(The data):
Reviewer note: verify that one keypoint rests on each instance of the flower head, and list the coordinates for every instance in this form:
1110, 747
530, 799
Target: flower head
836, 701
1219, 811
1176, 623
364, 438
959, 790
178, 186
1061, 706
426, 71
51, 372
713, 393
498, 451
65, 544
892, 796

(Problem requirements):
Copy out the material above in its entirety, exactly.

(Your response):
Reviewer note: verify that one keypoint rests on each instance of the flower head, and list the coordinates for every instance in this form:
1110, 747
530, 799
Target: flower head
836, 701
1219, 811
1176, 623
364, 438
959, 790
178, 186
1061, 706
426, 71
51, 372
713, 393
498, 451
65, 544
892, 796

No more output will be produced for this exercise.